Start of EXCERPTED TEXT

(First in a series of posts about 1984.)
The Billboard chart dated September 1, 1984, is pretty fabulous, loaded with iconic 80s stars and memorable 80s hits. Just look at the Top 10:
1. “What’s Love Got to Do With It”/Tina Turner
2. “Missing You”/John Waite
3. “Stuck on You”/Lionel Richie
4. “Ghostbusters”/Ray Parker Jr.
5. “When Doves Cry”/Prince
6. “She Bop”/Cyndi Lauper
7. “Sunglasses at Night”/Corey Hart
8. “Let’s Go Crazy”/Prince
9. “If This Is It”/Huey Lewis and the News
10. “If Ever You’re in My Arms Again”/Peabo Bryson
If you turn on your local good-times/great-oldies radio station, it won’t be long before you hear something from 1984. A friend of mine considers it Top 40’s best year in the 80s. It’s hard to argue that it isn’t one of the best of all time. Also in the Top 40 during this same week: “Drive” by the Cars, “Dancing in the Dark” by Bruce Springsteen, Chicago’s “Hard Habit to Break,” Stevie Wonder’s “I Just Called to Say I Love You,” and “Lucky Star” by Madonna, none of which have been off the radio since.

End of EXCERPTED TEXT

EXERCISE REQUIREMENTS>
A) Find every line in the records that contains the string "stone", and copy each one. Case counts.
B) Continue the post about the September 1984 Billboard chart from the point where it stops.
The post on the 1984 Billboard chart and the records come from separate, unrelated sources.

Start of RECORDS FOR PROCESSING

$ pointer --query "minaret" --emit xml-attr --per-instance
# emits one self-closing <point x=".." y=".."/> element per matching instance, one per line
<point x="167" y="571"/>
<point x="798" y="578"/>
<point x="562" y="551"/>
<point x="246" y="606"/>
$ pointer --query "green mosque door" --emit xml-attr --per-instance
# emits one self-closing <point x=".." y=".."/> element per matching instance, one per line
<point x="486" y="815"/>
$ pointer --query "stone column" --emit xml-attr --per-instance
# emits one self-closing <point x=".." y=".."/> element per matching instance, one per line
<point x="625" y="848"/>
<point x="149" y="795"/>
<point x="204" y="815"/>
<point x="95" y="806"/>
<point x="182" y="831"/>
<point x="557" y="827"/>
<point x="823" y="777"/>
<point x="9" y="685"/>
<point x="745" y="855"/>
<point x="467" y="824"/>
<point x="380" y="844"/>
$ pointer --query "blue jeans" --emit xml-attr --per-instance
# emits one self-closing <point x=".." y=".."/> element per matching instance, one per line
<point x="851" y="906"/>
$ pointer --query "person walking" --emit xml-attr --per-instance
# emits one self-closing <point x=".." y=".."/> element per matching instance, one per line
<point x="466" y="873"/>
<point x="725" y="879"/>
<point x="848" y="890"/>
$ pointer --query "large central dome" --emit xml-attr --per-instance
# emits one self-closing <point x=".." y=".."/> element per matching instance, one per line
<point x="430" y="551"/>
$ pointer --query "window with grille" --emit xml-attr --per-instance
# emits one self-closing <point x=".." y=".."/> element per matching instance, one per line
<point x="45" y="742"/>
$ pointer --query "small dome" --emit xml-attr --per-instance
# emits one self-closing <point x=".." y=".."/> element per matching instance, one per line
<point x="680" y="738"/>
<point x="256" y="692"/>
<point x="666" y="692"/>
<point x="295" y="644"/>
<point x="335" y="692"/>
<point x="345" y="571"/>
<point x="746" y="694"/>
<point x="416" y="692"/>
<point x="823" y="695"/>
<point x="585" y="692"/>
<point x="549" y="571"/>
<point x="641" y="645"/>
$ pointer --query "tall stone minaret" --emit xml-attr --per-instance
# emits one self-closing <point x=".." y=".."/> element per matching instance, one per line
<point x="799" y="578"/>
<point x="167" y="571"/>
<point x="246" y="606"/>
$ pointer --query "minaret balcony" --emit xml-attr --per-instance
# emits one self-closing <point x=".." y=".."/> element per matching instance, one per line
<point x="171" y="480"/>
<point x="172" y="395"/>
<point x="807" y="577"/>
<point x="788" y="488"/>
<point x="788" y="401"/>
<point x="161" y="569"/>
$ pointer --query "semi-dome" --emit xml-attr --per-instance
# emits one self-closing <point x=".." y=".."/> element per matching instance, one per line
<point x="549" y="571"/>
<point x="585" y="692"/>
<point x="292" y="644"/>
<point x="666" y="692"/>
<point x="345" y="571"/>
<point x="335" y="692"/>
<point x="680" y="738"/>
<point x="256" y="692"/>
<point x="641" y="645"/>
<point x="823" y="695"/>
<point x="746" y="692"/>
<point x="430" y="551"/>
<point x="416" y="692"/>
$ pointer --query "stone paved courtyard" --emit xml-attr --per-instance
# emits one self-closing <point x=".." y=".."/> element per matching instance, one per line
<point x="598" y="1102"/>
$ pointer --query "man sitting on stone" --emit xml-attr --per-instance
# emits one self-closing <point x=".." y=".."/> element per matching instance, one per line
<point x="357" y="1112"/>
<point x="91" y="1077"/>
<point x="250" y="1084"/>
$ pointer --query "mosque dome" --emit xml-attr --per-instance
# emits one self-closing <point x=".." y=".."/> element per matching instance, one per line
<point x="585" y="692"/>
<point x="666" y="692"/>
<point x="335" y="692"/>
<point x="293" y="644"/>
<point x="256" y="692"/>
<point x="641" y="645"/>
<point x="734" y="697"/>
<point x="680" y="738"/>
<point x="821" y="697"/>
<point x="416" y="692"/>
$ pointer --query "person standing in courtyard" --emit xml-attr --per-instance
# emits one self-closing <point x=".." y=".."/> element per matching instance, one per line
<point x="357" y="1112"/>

End of RECORDS FOR PROCESSING
Start of RECORDS FOR PROCESSING

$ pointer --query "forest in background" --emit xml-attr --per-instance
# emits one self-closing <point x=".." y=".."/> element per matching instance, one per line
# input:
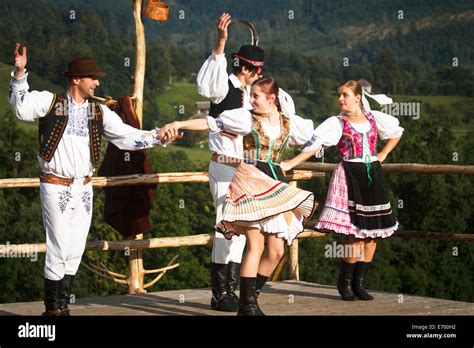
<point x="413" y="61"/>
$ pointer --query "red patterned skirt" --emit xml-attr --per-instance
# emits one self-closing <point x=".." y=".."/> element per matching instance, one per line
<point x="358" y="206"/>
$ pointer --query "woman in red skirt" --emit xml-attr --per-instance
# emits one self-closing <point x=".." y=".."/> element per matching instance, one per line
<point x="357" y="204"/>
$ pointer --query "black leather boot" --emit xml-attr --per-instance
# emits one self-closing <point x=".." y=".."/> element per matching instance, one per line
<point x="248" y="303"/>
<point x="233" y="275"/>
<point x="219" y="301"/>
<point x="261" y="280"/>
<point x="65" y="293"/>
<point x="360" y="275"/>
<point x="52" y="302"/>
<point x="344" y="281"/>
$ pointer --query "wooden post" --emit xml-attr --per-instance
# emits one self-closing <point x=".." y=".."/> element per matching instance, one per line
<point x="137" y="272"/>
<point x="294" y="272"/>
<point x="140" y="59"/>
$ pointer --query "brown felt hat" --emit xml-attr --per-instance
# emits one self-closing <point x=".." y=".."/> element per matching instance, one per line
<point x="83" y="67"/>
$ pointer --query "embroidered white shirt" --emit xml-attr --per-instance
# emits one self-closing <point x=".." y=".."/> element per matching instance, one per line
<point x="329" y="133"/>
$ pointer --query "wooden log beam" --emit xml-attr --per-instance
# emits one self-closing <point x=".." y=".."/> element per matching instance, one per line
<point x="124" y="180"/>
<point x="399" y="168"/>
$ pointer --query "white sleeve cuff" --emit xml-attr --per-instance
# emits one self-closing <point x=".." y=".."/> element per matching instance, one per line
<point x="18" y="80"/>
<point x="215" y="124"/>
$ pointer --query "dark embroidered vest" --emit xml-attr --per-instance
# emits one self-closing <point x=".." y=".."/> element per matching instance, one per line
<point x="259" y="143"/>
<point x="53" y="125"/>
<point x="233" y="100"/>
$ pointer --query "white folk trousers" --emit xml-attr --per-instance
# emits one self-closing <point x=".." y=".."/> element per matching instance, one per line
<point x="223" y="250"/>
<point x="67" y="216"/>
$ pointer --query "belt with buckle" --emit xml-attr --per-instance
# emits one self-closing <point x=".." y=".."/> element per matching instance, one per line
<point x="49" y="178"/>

End of RECORDS FOR PROCESSING
Start of RECORDS FOR PROCESSING

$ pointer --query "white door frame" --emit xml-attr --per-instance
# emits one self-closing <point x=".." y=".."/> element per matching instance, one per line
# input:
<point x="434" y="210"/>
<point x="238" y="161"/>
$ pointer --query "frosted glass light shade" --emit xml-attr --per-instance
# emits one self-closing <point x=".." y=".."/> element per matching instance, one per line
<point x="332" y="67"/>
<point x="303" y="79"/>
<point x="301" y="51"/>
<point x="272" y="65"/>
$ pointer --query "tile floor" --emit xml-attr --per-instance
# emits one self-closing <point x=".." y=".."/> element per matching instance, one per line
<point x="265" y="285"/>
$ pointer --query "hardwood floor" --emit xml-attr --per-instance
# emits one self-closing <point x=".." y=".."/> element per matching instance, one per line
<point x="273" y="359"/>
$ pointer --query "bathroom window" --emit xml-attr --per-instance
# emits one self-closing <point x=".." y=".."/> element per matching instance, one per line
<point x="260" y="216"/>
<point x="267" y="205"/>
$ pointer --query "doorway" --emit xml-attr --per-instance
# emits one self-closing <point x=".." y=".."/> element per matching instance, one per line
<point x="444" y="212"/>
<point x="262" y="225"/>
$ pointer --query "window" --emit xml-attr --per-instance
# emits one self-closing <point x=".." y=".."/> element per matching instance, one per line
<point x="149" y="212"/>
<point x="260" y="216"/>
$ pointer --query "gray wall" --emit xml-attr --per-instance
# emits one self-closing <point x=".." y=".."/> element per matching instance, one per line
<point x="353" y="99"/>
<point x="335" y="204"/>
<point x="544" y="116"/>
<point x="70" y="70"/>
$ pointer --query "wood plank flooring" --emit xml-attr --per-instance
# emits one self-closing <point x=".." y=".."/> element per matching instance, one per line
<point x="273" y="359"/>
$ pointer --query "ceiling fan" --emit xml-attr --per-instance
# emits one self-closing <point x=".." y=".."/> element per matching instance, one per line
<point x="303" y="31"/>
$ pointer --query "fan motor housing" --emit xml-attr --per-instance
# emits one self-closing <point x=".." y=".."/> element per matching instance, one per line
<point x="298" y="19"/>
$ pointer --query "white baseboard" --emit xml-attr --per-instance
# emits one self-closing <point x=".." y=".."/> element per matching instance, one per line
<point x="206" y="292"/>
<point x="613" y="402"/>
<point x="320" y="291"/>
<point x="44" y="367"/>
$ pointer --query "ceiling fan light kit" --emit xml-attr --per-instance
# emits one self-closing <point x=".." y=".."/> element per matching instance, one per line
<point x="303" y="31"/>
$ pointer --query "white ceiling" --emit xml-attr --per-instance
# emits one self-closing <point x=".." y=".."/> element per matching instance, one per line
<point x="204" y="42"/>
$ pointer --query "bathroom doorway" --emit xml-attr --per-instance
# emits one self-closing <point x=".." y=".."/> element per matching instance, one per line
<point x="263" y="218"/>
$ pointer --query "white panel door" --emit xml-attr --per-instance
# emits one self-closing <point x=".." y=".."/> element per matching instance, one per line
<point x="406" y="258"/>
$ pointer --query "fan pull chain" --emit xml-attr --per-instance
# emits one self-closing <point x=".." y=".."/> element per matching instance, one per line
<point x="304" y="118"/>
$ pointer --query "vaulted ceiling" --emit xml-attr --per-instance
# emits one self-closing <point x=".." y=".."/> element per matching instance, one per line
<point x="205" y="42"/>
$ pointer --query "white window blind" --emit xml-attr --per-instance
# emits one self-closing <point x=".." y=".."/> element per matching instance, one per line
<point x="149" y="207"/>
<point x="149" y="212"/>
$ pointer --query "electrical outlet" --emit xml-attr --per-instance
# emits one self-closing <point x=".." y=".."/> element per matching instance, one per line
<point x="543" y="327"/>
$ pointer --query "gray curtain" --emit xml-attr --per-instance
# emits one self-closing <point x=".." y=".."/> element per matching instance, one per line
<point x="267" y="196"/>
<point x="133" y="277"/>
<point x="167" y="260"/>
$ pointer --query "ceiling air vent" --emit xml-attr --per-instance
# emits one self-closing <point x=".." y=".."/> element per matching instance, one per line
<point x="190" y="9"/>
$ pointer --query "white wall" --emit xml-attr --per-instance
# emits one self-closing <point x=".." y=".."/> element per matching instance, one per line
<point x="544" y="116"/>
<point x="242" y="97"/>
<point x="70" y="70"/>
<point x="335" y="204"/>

End of RECORDS FOR PROCESSING

PER-TASK ANSWERS>
A)
$ pointer --query "stone column" --emit xml-attr --per-instance
$ pointer --query "tall stone minaret" --emit xml-attr --per-instance
$ pointer --query "stone paved courtyard" --emit xml-attr --per-instance
$ pointer --query "man sitting on stone" --emit xml-attr --per-instance

B)
Those and other records on this chart remain highly evocative of their times even after 30 years.
10. “If Ever You’re in My Arms Again”/Peabo Bryson (holding at 10). “If Ever You’re in My Arms Again” never became a classic despite being a remarkably big hit in its time, a lovely song, and a fine performance by Peabo. If I had to pick one song from this Hot 100 to listen to right now, this would probably be it.
18. “State of Shock”/Jacksons (down from 7) and 20. “Dynamite”/Jermaine Jackson (up from 24). Thirty years later, the way Michael Jackson’s less-successful siblings glommed onto the demand for their brother makes the Victory tour one of the most distasteful pop-music hypes ever. What percentage of the people who bought tickets for Michael cared one damn bit about seeing the other Jacksons? Five percent is probably too high. (Ticket pictured above: face value $28, equivalent to about $64 today, which was lots more than pop and rock concert tickets generally cost back then.) In keeping with the shadiness of the whole thing, “State of Shock” is a lazy production; “Dynamite,” on the other hand, is just that—so maybe the tour wasn’t such a bad deal.
21. “Cruel Summer”/Bananarama (up from 26). Although the ragged unison vocals are nothing special, there’s never been another record that sounds like “Cruel Summer.” The video is the essence of MTV’s glory days, distilled to four minutes.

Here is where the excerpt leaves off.